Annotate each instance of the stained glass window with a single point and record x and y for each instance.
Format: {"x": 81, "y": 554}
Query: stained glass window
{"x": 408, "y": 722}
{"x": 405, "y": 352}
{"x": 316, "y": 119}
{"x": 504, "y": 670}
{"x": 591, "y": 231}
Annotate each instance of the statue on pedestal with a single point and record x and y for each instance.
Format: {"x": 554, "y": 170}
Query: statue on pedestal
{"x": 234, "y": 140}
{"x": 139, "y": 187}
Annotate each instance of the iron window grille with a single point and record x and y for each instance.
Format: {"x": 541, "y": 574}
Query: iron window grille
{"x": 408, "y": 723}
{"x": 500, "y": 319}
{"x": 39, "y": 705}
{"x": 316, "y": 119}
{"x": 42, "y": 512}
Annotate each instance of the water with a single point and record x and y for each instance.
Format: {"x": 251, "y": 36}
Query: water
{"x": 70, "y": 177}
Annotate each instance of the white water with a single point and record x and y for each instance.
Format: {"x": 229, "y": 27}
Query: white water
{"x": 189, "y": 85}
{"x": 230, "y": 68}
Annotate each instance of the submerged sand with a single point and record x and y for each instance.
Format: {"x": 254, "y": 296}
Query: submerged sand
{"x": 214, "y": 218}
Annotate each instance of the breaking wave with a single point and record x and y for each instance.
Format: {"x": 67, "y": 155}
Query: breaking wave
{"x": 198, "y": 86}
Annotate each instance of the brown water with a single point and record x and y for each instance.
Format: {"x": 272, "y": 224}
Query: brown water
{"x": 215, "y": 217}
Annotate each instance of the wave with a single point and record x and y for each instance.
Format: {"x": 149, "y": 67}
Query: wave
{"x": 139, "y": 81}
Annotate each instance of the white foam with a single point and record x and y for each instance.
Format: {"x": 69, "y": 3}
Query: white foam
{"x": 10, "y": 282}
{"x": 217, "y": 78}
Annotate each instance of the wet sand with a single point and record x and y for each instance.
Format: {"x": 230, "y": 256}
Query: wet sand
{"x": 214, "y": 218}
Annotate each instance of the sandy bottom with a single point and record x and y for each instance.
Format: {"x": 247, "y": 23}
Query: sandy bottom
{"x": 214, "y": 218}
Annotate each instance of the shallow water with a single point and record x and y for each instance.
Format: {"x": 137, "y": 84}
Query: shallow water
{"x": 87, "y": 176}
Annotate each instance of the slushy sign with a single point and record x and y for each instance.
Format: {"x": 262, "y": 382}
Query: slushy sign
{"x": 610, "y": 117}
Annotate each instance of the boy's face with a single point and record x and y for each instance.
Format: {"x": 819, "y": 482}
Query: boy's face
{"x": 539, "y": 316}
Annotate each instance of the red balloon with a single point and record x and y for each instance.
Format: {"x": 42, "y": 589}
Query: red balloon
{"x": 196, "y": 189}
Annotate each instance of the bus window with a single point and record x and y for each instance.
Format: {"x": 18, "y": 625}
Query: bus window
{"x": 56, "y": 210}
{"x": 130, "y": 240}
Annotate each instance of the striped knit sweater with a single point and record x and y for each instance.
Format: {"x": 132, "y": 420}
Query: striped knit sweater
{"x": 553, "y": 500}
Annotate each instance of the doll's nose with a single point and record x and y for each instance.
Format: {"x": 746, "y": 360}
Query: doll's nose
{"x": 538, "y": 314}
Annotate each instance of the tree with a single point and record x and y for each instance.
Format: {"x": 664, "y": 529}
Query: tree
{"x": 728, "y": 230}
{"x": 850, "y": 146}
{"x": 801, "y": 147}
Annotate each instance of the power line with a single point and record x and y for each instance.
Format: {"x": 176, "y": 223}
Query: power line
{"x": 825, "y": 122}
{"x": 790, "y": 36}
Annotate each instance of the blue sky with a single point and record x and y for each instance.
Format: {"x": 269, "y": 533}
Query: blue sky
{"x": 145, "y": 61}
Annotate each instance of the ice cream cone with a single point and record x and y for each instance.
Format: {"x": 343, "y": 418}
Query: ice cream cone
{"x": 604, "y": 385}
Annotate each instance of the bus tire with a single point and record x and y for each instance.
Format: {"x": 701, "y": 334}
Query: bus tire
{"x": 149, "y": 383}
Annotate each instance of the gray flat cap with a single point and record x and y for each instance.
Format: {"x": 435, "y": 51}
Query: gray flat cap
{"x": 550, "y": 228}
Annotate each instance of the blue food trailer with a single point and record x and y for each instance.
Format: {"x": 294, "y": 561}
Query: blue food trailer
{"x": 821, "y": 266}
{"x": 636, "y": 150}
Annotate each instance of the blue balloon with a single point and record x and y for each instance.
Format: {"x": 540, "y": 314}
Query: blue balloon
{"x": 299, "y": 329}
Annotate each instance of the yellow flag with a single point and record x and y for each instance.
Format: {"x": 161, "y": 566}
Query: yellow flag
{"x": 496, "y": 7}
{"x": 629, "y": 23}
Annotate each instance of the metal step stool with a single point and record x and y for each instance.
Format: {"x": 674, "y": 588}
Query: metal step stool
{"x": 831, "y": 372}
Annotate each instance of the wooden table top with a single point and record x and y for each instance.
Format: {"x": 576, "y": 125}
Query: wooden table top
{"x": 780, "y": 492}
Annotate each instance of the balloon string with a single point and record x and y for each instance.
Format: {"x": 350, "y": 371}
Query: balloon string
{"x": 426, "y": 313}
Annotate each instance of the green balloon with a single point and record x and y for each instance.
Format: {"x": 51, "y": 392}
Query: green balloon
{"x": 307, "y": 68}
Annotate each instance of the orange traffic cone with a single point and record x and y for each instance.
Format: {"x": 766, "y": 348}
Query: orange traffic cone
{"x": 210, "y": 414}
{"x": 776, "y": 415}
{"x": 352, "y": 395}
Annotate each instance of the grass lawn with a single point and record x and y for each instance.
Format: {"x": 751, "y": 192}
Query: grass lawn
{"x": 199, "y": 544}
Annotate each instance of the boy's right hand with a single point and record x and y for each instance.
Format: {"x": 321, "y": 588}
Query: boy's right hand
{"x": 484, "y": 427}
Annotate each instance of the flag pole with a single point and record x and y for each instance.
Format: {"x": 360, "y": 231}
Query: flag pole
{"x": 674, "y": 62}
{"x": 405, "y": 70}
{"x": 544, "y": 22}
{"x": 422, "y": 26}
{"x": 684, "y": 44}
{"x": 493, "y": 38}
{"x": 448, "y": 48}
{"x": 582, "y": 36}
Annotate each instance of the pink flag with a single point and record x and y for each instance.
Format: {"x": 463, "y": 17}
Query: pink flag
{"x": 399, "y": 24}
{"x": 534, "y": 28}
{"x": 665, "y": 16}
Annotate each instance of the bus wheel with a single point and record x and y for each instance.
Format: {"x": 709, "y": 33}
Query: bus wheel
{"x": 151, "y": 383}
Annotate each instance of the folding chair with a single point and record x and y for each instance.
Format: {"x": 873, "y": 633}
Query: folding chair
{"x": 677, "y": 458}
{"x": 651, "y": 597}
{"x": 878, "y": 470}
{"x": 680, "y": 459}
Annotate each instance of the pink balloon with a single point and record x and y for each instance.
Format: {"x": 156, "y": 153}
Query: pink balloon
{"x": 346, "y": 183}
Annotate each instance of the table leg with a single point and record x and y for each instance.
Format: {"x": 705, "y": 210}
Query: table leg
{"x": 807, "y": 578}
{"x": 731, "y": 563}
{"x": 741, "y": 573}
---
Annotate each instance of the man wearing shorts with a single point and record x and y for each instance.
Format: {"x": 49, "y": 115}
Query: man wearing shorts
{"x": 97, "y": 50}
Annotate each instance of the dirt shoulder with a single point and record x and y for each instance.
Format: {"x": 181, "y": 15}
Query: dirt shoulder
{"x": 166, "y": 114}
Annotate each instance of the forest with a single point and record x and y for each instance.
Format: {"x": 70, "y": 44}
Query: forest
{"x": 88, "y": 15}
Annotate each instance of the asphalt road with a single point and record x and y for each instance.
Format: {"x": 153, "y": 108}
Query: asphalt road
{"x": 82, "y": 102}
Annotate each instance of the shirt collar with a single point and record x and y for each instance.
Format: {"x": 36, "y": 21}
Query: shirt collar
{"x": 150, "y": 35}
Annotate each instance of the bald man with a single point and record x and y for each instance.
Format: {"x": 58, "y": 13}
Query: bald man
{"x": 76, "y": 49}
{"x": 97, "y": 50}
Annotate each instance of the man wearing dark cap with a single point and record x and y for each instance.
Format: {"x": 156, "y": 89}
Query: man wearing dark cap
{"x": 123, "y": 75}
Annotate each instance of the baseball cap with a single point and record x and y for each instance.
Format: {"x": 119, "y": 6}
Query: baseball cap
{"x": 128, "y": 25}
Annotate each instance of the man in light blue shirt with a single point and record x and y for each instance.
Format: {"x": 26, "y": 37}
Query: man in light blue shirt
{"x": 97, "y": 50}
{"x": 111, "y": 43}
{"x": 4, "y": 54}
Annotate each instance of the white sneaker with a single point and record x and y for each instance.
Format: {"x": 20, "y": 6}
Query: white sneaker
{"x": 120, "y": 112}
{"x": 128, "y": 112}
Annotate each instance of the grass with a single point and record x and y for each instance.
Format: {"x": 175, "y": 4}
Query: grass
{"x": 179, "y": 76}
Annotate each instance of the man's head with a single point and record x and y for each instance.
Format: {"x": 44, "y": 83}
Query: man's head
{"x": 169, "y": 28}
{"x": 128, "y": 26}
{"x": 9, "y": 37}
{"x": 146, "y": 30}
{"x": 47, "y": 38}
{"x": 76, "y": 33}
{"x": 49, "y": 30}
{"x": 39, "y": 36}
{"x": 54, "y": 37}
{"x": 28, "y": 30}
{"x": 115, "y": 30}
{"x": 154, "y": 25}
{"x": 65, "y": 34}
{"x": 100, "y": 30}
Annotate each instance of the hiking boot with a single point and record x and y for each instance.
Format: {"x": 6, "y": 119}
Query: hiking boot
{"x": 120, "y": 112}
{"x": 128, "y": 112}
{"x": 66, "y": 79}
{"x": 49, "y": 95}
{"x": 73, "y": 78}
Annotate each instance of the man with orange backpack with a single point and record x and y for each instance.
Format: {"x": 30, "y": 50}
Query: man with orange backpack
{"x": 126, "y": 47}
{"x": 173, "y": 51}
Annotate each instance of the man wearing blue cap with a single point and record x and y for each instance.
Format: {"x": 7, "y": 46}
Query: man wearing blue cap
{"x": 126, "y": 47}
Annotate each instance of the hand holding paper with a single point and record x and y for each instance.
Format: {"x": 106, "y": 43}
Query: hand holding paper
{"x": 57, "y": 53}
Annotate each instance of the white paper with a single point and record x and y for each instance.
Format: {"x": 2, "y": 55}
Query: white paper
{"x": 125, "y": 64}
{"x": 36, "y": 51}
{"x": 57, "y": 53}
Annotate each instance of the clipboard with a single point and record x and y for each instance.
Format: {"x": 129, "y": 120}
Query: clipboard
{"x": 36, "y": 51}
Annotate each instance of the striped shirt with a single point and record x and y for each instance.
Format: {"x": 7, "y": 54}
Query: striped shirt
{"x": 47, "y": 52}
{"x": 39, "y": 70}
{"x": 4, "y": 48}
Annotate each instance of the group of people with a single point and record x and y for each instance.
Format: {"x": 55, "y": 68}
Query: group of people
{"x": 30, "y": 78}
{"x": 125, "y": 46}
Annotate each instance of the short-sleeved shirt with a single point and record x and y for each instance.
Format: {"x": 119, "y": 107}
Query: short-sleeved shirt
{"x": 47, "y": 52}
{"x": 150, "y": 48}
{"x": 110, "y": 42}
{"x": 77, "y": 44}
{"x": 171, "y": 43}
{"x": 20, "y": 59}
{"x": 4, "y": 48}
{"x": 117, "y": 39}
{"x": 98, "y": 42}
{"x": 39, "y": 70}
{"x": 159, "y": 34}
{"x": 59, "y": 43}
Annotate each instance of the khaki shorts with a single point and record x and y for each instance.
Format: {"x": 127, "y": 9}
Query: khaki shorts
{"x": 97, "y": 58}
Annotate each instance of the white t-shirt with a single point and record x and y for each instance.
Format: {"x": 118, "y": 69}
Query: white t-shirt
...
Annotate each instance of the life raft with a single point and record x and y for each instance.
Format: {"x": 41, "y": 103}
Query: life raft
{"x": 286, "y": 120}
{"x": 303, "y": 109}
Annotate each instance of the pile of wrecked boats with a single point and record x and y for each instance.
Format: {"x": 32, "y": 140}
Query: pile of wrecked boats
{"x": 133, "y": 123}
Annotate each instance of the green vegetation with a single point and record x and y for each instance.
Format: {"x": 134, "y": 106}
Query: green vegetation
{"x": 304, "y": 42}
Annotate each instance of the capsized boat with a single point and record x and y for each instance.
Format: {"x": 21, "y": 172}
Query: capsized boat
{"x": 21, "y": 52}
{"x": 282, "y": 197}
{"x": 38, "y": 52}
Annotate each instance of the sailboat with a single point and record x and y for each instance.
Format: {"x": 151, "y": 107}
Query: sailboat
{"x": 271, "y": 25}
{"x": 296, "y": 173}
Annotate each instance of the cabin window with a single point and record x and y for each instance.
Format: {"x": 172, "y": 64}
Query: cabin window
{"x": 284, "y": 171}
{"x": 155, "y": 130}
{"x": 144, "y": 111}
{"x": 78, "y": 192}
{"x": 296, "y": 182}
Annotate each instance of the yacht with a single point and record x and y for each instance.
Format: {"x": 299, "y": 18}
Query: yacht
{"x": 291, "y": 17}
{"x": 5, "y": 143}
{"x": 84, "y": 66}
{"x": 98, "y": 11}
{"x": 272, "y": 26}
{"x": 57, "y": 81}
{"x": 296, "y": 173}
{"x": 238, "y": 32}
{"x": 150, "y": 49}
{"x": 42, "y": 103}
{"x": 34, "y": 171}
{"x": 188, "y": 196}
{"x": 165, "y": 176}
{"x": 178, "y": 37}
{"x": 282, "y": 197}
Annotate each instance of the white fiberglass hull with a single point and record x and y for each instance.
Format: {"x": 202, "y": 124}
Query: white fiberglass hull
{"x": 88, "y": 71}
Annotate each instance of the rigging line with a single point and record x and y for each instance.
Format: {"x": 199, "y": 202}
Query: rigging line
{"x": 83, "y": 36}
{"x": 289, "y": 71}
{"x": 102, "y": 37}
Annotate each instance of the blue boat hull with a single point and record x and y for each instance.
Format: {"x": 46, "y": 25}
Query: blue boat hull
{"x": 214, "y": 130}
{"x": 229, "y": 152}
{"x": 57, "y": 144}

Task details:
Using only the entries above, output the line with "Annotate each instance of the white sneaker", the line with "Annotate each instance of the man's", and all lines between them, exactly as they stand.

Answer for the task:
Annotate each instance of the white sneaker with a single point and record x and y for each instance.
Format: {"x": 20, "y": 6}
Query: white sneaker
{"x": 120, "y": 112}
{"x": 128, "y": 112}
Annotate each instance of the grass with a single point and record x and y for each instance.
Format: {"x": 175, "y": 4}
Query: grass
{"x": 179, "y": 76}
Annotate each instance of the man's head with a single point and record x and y for each instance.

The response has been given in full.